▶ [Document segment]:
■ ■ ■ ■ ■ ■ ■

1

In runtime I have 2 ranges defined by their uint32_t borders a..b and c..d. The first range tends to be much greater than the second: 8 < (b - a) / (d - c) < 64.
Exact limits: a >= 0, b <= 2^31 - 1, c >= 0, d <= 2^20 - 1.

I need a routine that performs linear mapping of an integer from the first range onto the second one: f(uint32_t x) -> round_to_uint32_t((float)(x - a) / (b - a) * (d - c) + c).
When b - a >= d - c it is important to mantain the ratio as close to ideal as possible, otherwise in cases when element from [a; b] can be mapped on more than one integer from [c; d] it is okay to return any of these integers.

Sounds like a simple ratio problem and was already answered in many questions like
Convert a number range to another range, maintaining ratio
but here I need a really really fast solution.

This routine is a pivotal part of a specialized sorting algorithm and will be called at least once for every element of a sorted array.

SIMD solution is also acceptable if it doesn't drop overall performance.

■ ■ ■ ■ ■ ■ ■

▶ [Objective 1]: Locate every line in the listing below that contains the string "shelf", and copy each of those lines. Matching is case-sensitive.

▶ [Dataset records]:
■ ■ ■ ■ ■ ■ ■

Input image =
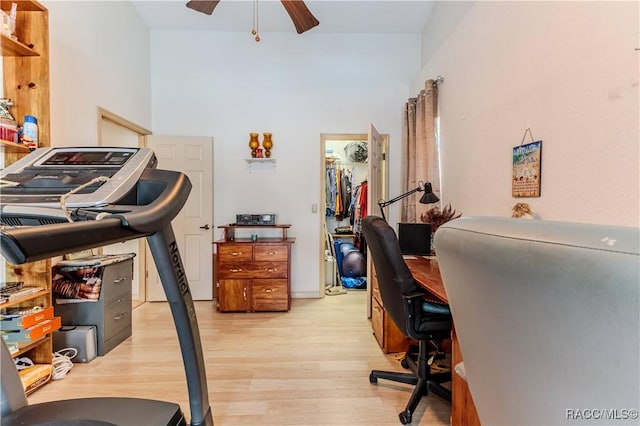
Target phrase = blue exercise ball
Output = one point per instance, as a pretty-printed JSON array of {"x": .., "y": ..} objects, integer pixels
[{"x": 354, "y": 264}]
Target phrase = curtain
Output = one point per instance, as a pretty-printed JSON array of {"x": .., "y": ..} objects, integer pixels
[{"x": 420, "y": 160}]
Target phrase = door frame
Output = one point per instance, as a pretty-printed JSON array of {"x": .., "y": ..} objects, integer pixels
[
  {"x": 324, "y": 137},
  {"x": 141, "y": 263}
]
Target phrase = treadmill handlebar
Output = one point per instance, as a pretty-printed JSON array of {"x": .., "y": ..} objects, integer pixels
[{"x": 160, "y": 195}]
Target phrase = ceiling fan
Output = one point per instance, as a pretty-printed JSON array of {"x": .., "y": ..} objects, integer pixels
[{"x": 302, "y": 18}]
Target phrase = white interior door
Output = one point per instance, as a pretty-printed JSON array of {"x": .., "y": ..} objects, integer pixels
[
  {"x": 377, "y": 186},
  {"x": 192, "y": 227}
]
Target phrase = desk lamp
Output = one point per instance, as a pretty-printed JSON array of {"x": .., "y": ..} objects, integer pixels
[{"x": 427, "y": 198}]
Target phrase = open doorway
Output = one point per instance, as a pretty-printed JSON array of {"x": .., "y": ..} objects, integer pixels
[
  {"x": 116, "y": 131},
  {"x": 349, "y": 167}
]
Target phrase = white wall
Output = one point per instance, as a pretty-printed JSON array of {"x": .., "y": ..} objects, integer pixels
[
  {"x": 99, "y": 54},
  {"x": 566, "y": 69},
  {"x": 226, "y": 85}
]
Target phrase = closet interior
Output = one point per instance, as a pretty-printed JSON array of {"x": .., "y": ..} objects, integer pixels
[{"x": 346, "y": 170}]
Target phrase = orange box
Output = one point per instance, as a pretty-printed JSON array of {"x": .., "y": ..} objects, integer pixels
[
  {"x": 15, "y": 320},
  {"x": 35, "y": 376},
  {"x": 33, "y": 333}
]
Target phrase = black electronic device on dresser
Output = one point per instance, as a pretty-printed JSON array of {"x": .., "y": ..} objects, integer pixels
[{"x": 256, "y": 219}]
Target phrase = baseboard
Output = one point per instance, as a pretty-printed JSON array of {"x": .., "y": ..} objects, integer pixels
[{"x": 306, "y": 295}]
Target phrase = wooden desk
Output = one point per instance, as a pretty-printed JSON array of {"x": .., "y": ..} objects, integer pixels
[{"x": 426, "y": 272}]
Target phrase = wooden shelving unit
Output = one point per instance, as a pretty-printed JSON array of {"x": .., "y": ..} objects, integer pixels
[
  {"x": 25, "y": 68},
  {"x": 11, "y": 47},
  {"x": 253, "y": 275}
]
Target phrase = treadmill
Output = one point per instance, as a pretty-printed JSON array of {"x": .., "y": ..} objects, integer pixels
[{"x": 60, "y": 200}]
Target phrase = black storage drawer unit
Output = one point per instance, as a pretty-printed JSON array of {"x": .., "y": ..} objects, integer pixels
[{"x": 111, "y": 314}]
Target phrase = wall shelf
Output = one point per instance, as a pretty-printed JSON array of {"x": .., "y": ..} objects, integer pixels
[{"x": 260, "y": 160}]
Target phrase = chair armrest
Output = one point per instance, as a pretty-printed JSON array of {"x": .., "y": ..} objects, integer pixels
[{"x": 415, "y": 294}]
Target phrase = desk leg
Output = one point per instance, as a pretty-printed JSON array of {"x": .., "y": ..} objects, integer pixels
[{"x": 463, "y": 410}]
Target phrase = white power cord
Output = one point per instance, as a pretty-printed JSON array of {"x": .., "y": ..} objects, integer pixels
[{"x": 61, "y": 363}]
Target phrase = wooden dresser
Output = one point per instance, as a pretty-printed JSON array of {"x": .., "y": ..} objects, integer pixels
[{"x": 253, "y": 275}]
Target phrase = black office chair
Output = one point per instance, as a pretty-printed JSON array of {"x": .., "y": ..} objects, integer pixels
[{"x": 404, "y": 301}]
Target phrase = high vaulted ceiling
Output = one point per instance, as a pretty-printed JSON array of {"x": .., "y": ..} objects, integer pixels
[{"x": 335, "y": 16}]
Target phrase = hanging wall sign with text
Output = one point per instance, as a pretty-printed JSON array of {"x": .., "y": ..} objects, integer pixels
[{"x": 526, "y": 170}]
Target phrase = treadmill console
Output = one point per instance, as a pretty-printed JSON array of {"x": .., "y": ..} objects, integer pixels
[{"x": 38, "y": 180}]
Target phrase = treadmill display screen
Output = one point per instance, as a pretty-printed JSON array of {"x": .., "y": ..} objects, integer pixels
[{"x": 88, "y": 158}]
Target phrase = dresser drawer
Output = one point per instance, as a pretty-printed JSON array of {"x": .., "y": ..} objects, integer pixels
[
  {"x": 234, "y": 270},
  {"x": 271, "y": 253},
  {"x": 270, "y": 295},
  {"x": 116, "y": 280},
  {"x": 117, "y": 316},
  {"x": 235, "y": 252}
]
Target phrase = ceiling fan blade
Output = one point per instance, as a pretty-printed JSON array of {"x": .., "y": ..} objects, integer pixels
[
  {"x": 302, "y": 18},
  {"x": 204, "y": 6}
]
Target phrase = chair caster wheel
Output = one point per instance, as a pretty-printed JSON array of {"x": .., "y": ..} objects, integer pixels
[{"x": 405, "y": 417}]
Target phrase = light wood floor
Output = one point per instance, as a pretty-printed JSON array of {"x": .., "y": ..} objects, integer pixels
[{"x": 309, "y": 366}]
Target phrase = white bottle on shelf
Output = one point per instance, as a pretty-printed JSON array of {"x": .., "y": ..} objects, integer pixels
[{"x": 30, "y": 132}]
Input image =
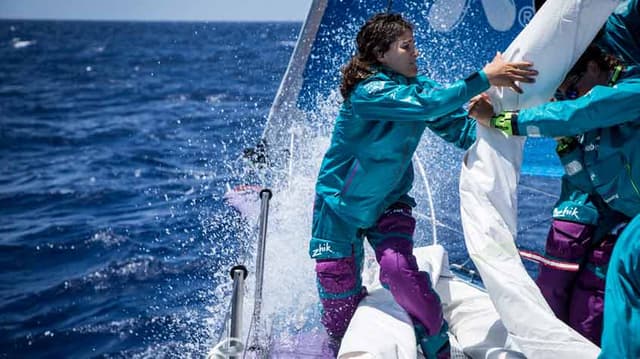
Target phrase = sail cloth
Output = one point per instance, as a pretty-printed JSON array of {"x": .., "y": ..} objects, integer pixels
[
  {"x": 381, "y": 329},
  {"x": 553, "y": 41}
]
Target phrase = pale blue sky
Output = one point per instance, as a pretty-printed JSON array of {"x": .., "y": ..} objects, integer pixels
[{"x": 182, "y": 10}]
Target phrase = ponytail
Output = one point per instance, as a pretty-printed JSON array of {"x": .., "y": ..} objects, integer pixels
[{"x": 374, "y": 39}]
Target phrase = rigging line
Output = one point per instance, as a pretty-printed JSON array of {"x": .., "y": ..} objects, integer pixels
[{"x": 425, "y": 180}]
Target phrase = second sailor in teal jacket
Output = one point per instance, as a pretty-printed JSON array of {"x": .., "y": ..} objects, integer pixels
[{"x": 596, "y": 225}]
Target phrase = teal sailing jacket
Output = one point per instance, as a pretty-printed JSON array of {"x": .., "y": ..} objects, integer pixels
[
  {"x": 621, "y": 33},
  {"x": 368, "y": 164},
  {"x": 606, "y": 125}
]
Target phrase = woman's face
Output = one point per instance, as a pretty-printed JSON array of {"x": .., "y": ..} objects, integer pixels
[{"x": 401, "y": 56}]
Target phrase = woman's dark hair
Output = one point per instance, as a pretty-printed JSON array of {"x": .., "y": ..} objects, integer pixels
[{"x": 374, "y": 39}]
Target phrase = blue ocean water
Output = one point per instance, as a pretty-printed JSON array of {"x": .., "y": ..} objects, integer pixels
[
  {"x": 117, "y": 140},
  {"x": 115, "y": 145}
]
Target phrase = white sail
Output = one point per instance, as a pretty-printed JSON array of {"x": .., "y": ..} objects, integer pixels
[{"x": 553, "y": 40}]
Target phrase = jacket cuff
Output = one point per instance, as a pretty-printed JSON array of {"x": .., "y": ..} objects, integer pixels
[
  {"x": 477, "y": 83},
  {"x": 506, "y": 122}
]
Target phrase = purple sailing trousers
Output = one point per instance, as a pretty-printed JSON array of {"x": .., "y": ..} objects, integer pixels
[
  {"x": 576, "y": 297},
  {"x": 340, "y": 284}
]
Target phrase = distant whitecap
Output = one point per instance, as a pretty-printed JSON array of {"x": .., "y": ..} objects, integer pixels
[
  {"x": 287, "y": 43},
  {"x": 501, "y": 14},
  {"x": 19, "y": 44},
  {"x": 445, "y": 15}
]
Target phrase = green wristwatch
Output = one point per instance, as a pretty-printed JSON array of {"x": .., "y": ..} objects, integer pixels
[{"x": 506, "y": 122}]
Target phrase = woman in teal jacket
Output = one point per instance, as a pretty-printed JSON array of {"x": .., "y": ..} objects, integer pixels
[
  {"x": 597, "y": 120},
  {"x": 364, "y": 180}
]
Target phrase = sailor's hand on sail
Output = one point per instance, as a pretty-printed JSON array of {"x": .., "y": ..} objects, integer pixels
[
  {"x": 481, "y": 109},
  {"x": 508, "y": 74}
]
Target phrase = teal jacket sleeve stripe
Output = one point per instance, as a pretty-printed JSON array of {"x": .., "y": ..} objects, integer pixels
[
  {"x": 383, "y": 99},
  {"x": 602, "y": 107}
]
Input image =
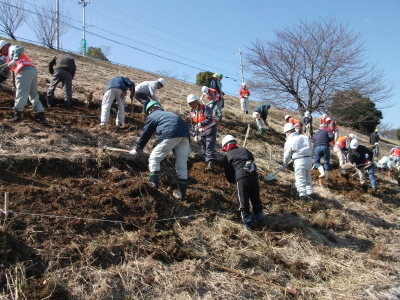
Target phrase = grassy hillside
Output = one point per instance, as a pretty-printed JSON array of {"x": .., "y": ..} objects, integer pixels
[{"x": 87, "y": 225}]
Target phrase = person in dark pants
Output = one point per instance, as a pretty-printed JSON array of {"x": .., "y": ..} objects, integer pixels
[
  {"x": 203, "y": 125},
  {"x": 321, "y": 140},
  {"x": 62, "y": 68},
  {"x": 240, "y": 168},
  {"x": 362, "y": 159},
  {"x": 146, "y": 91}
]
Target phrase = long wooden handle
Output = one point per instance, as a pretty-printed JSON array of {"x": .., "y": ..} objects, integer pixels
[{"x": 115, "y": 149}]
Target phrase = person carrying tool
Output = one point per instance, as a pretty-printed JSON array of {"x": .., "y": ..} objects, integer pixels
[
  {"x": 173, "y": 136},
  {"x": 4, "y": 72},
  {"x": 321, "y": 140},
  {"x": 244, "y": 94},
  {"x": 239, "y": 168},
  {"x": 260, "y": 114},
  {"x": 395, "y": 154},
  {"x": 214, "y": 100},
  {"x": 362, "y": 159},
  {"x": 147, "y": 90},
  {"x": 298, "y": 148},
  {"x": 25, "y": 80},
  {"x": 62, "y": 68},
  {"x": 307, "y": 120},
  {"x": 203, "y": 124},
  {"x": 341, "y": 147},
  {"x": 374, "y": 141},
  {"x": 116, "y": 90},
  {"x": 296, "y": 123}
]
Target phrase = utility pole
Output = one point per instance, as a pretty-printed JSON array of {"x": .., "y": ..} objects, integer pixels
[
  {"x": 58, "y": 23},
  {"x": 84, "y": 4}
]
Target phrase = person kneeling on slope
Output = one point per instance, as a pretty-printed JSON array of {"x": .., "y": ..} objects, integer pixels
[{"x": 240, "y": 168}]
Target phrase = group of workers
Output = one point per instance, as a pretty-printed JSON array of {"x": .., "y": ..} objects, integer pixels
[{"x": 173, "y": 133}]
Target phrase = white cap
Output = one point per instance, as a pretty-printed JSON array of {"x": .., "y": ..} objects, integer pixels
[
  {"x": 228, "y": 138},
  {"x": 354, "y": 144},
  {"x": 3, "y": 43},
  {"x": 191, "y": 98},
  {"x": 161, "y": 81},
  {"x": 288, "y": 127}
]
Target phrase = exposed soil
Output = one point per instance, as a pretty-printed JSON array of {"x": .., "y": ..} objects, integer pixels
[{"x": 59, "y": 170}]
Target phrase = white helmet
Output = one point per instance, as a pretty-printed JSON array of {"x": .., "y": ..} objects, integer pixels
[
  {"x": 161, "y": 81},
  {"x": 191, "y": 98},
  {"x": 288, "y": 127},
  {"x": 228, "y": 138},
  {"x": 354, "y": 144},
  {"x": 3, "y": 43}
]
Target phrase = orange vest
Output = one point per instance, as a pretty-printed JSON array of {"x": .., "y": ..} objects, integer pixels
[
  {"x": 197, "y": 117},
  {"x": 341, "y": 141},
  {"x": 210, "y": 91},
  {"x": 22, "y": 61},
  {"x": 396, "y": 152}
]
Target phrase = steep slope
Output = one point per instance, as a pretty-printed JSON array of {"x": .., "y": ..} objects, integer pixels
[{"x": 87, "y": 225}]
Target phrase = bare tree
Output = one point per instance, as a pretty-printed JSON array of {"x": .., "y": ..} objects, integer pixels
[
  {"x": 12, "y": 16},
  {"x": 304, "y": 66},
  {"x": 45, "y": 25}
]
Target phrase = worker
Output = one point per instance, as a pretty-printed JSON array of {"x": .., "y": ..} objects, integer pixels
[
  {"x": 374, "y": 141},
  {"x": 147, "y": 91},
  {"x": 4, "y": 72},
  {"x": 362, "y": 159},
  {"x": 239, "y": 168},
  {"x": 214, "y": 100},
  {"x": 203, "y": 125},
  {"x": 25, "y": 80},
  {"x": 341, "y": 147},
  {"x": 116, "y": 90},
  {"x": 307, "y": 120},
  {"x": 173, "y": 136},
  {"x": 62, "y": 68},
  {"x": 260, "y": 115},
  {"x": 321, "y": 140},
  {"x": 244, "y": 94},
  {"x": 395, "y": 154},
  {"x": 298, "y": 148},
  {"x": 385, "y": 163},
  {"x": 295, "y": 122}
]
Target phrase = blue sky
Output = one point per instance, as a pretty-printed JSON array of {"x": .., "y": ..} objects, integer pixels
[{"x": 208, "y": 34}]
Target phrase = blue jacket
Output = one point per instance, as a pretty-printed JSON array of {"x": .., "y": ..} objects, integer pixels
[
  {"x": 122, "y": 83},
  {"x": 165, "y": 124},
  {"x": 322, "y": 138}
]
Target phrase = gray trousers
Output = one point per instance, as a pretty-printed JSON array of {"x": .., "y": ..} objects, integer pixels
[
  {"x": 26, "y": 88},
  {"x": 65, "y": 78},
  {"x": 208, "y": 143}
]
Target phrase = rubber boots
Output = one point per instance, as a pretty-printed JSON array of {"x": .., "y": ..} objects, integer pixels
[
  {"x": 321, "y": 171},
  {"x": 154, "y": 178},
  {"x": 18, "y": 116}
]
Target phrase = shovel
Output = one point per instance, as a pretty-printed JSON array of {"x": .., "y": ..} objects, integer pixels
[{"x": 271, "y": 176}]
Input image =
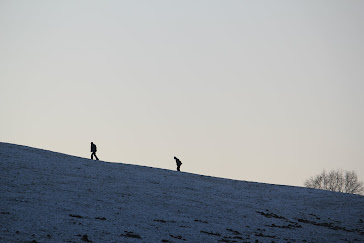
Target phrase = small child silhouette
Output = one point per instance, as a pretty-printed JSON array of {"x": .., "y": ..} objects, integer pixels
[
  {"x": 179, "y": 163},
  {"x": 93, "y": 150}
]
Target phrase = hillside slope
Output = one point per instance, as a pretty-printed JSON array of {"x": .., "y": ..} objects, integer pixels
[{"x": 52, "y": 197}]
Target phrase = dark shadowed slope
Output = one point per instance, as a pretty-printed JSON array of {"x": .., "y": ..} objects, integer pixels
[{"x": 52, "y": 197}]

■ ■ ■ ■ ■ ■ ■

▶ [Objective 2]: Translate this sentence from the range-mapping question into French: "This routine is a pivotal part of a specialized sorting algorithm and will be called at least once for every element of a sorted array."

▶ [Worked solution 1]:
Target phrase = wall shelf
Target phrase = white bottle on shelf

▶ [Worked solution 2]: Cette routine est un élément central d'un algorithme de tri spécialisé et sera appelée au moins une fois pour chaque élément d'un tableau trié.